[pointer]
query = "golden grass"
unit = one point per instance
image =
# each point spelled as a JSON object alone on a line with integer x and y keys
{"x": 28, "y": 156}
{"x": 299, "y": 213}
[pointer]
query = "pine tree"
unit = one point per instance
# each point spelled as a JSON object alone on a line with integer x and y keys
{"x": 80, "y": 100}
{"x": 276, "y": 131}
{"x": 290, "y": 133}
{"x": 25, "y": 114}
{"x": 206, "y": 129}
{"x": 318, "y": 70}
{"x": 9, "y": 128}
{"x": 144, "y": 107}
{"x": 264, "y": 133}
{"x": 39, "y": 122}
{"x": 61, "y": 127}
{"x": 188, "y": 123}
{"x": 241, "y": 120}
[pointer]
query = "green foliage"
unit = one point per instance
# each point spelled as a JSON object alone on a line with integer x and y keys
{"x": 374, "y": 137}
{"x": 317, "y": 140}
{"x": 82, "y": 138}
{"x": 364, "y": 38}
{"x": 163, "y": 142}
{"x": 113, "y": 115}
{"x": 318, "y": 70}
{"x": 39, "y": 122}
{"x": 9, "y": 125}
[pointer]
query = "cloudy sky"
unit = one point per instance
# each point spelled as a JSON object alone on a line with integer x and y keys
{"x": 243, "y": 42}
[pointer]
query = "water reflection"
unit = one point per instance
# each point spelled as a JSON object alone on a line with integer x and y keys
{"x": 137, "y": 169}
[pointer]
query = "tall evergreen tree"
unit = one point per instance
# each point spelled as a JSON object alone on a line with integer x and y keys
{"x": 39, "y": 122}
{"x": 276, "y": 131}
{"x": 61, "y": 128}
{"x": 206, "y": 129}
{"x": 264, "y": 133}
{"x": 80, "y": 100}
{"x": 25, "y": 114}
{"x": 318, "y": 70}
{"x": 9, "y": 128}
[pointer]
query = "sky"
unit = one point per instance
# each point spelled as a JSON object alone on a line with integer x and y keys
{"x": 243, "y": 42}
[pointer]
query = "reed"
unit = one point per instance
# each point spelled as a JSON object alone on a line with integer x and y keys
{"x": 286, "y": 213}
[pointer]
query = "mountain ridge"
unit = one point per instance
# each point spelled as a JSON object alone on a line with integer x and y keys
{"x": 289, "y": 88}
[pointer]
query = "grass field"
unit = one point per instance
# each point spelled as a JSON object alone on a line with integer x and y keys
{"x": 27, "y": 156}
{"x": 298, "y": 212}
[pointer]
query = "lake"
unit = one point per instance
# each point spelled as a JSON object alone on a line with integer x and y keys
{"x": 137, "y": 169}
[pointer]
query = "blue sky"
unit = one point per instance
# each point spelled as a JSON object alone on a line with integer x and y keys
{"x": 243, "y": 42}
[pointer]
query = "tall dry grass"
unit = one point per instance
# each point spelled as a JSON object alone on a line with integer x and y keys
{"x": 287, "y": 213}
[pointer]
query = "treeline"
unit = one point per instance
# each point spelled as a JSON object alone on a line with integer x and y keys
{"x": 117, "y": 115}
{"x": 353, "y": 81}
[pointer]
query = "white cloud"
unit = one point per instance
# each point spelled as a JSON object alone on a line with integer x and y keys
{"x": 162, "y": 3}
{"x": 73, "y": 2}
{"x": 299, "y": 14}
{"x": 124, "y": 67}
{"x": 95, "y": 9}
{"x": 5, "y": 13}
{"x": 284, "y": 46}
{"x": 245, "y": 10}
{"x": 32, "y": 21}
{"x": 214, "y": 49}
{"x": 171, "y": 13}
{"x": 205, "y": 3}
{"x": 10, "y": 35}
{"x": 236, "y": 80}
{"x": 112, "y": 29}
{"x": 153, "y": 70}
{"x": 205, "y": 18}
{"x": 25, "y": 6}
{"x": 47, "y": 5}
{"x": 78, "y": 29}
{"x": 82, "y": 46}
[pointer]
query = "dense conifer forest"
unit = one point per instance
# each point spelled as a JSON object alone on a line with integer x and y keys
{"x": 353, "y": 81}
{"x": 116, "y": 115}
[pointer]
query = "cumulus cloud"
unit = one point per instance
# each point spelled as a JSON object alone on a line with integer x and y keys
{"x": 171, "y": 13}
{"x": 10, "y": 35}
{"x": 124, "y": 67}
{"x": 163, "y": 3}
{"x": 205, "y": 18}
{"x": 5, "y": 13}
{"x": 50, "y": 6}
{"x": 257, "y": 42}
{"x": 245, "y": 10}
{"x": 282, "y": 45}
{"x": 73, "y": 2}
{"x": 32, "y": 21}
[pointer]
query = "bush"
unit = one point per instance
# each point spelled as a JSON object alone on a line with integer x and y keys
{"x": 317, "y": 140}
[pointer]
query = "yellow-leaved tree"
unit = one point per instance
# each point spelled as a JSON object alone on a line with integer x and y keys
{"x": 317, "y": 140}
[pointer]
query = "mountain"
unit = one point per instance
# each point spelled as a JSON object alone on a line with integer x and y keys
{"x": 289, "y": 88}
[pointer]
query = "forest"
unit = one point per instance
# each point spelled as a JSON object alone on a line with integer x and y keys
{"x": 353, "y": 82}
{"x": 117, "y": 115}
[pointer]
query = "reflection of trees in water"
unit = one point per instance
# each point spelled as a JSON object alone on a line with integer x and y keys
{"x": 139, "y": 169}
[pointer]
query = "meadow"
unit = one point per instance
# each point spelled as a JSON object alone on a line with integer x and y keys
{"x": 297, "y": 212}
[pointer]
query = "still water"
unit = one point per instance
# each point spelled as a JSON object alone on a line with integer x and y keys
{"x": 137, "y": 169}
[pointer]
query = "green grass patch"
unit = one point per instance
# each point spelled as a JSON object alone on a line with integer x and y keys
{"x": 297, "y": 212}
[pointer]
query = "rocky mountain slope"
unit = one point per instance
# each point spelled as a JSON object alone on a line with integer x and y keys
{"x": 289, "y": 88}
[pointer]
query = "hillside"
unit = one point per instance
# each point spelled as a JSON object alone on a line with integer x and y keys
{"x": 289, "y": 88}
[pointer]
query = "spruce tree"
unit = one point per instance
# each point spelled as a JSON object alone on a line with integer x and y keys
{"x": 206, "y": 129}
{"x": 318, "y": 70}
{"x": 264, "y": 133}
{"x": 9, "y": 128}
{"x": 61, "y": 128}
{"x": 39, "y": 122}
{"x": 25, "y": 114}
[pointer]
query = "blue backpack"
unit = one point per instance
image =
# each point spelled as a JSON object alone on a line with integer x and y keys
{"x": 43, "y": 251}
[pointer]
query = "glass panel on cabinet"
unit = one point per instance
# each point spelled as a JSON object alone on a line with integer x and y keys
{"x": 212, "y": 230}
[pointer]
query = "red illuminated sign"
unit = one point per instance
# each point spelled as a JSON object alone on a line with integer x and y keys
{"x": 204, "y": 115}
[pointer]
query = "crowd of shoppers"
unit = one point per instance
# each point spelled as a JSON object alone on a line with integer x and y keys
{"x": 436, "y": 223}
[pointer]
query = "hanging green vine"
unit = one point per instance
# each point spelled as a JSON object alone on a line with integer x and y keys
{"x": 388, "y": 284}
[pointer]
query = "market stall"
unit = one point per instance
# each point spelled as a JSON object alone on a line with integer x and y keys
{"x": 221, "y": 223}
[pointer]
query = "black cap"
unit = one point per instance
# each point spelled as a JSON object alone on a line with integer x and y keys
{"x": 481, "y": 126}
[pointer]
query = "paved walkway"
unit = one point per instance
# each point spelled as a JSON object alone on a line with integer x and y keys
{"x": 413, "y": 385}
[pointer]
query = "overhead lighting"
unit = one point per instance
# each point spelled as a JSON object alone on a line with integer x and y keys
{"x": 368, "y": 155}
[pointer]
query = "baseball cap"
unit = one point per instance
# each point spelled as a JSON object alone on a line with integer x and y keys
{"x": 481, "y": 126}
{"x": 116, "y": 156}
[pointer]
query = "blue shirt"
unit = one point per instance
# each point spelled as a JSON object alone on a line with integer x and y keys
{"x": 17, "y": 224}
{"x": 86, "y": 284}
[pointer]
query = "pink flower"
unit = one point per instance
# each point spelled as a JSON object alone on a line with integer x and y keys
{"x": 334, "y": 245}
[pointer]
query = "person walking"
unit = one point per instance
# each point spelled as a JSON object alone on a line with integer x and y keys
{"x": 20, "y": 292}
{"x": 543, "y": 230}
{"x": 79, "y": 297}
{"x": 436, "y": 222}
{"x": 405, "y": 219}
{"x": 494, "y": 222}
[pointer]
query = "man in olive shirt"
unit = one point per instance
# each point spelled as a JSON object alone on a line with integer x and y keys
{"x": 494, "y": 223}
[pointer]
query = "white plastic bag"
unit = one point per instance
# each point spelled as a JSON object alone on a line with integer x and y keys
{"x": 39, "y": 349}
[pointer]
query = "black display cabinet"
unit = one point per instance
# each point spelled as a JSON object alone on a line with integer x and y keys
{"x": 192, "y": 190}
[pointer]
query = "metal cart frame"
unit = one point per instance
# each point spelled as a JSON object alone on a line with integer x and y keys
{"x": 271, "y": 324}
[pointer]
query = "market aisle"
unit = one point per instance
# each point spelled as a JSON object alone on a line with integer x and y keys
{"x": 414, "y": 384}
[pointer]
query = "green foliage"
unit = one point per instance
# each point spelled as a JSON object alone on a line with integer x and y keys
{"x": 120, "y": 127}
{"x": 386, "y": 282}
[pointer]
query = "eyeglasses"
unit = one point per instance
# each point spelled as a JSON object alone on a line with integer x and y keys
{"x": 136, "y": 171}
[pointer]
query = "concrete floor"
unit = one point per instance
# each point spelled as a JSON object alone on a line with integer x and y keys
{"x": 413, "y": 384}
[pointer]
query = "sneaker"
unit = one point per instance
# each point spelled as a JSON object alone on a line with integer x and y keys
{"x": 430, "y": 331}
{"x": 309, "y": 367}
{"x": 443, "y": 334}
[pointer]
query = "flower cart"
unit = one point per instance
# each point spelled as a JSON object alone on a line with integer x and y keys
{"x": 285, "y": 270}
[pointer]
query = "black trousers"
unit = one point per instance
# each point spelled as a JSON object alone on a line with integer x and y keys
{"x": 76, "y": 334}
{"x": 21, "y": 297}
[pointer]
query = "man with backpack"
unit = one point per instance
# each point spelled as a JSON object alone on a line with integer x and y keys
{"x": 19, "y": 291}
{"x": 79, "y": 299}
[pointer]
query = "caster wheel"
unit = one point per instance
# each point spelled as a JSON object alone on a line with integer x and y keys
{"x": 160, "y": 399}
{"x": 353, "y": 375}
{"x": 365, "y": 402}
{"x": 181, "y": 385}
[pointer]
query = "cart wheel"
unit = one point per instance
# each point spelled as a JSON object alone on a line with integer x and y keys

## Your instructions:
Report how many lines in the listing above contain the string "water", giving the number alone.

## Written answer:
3